Entries shown.
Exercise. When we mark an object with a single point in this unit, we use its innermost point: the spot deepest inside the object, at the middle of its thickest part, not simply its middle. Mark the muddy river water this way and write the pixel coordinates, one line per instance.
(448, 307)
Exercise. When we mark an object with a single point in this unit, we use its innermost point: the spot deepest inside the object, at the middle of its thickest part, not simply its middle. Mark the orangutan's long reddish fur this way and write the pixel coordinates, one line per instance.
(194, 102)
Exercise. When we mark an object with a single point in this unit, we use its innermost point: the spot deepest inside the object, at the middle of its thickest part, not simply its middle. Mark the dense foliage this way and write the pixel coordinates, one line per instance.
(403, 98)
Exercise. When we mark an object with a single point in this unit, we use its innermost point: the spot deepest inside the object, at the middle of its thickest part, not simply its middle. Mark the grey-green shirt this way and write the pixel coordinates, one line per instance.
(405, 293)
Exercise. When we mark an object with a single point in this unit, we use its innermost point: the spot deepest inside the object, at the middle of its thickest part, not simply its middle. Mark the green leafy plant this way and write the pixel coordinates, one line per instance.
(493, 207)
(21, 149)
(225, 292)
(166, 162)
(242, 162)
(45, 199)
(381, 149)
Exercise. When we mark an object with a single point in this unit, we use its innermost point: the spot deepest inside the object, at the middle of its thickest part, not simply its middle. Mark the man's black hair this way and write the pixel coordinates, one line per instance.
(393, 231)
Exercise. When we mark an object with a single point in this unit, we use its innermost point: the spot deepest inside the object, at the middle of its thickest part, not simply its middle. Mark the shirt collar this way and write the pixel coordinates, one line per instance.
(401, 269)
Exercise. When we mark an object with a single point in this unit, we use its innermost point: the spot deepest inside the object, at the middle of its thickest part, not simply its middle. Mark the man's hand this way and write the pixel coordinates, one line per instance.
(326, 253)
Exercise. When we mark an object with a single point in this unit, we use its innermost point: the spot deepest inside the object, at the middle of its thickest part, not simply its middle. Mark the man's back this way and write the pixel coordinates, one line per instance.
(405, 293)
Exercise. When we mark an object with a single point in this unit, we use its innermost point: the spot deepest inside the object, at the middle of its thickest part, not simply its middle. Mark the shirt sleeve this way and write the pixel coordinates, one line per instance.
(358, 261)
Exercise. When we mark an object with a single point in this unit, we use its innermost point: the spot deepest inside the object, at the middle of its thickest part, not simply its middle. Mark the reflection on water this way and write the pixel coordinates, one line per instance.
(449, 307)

Problem to solve. Copy out all of the records above, word for word and in the same order.

Final result.
Exercise. When we mark an object with a single point in this unit, we use its innermost point: the spot deepest inside the object, at the middle of its thickest part, not simply its middle. Mark the muddy river water this way and write the pixel coordinates, one line per instance.
(448, 307)
Exercise. When we mark an object with a single point in this unit, we use its innermost point: the spot deepest inside the object, at the middle of its thickest part, not simply its middle. Mark the orangutan's long reddish fur this way and write the pixel coordinates, one line per instance.
(194, 102)
Exercise. When we mark an object with a single point in this unit, we use its innermost point: the spot deepest inside the object, at the middle of its thickest part, not simply its middle. Mark the dense foliage this way and write the pixel coordinates, one line per instance.
(403, 98)
Exercise. When we mark an object with a single point in this unit, we use its innermost point: the spot deepest inside the object, at the middle of its thickest part, not simply its middle. Mark the grey-green shirt this way and write the pixel coordinates, one line per instance.
(405, 293)
Exercise. When we mark an object with a single point in this unit, we use its innermost point: the spot deepest inside the object, at the middle of its thickest part, not simply its middle. Mark the green leafy plant this way and write the pixel coordinates, one line per instance.
(493, 207)
(21, 149)
(225, 292)
(166, 162)
(242, 162)
(45, 199)
(381, 149)
Exercise. When we mark an object with a single point in this unit, we use its innermost point: the spot deepest inside the object, at the middle of its thickest part, not simply its middle. Mark the man's black hair this way and write the pixel coordinates, one line per instance.
(393, 231)
Exercise. When we mark an object with a single point in this unit, we use its innermost point: the spot deepest inside the object, at the middle of its thickest part, not simply its middle. Mark the shirt collar this way and write the pixel coordinates, one line per instance.
(401, 269)
Exercise. When we mark an object with a single point in this unit, we use its innermost point: the spot deepest inside the object, at the middle of its thickest part, not simply its middle. Mark the man's hand this way and write the pixel coordinates, one line per instance.
(326, 253)
Exercise. When we mark an object with a single point in this unit, we use its innermost point: the spot deepest inside the object, at the middle of its thickest part, not simply its middle. Mark the man's back this way and write the pixel coordinates, one line per instance.
(405, 293)
Exercise. When we mark an object with a single point in this unit, we use its innermost point: the spot deepest inside the object, at the middle of its thickest part, not simply its middle. Mark the shirt sleeve this way and write the pixel coordinates, one line per instance.
(358, 261)
Exercise. When we mark an object with a single point in this unit, we use its innermost point: the spot deepest inside the object, at the middle of its thickest part, not simply its middle. Mark the reflection on water this way and write the pixel coordinates, one line per instance.
(449, 307)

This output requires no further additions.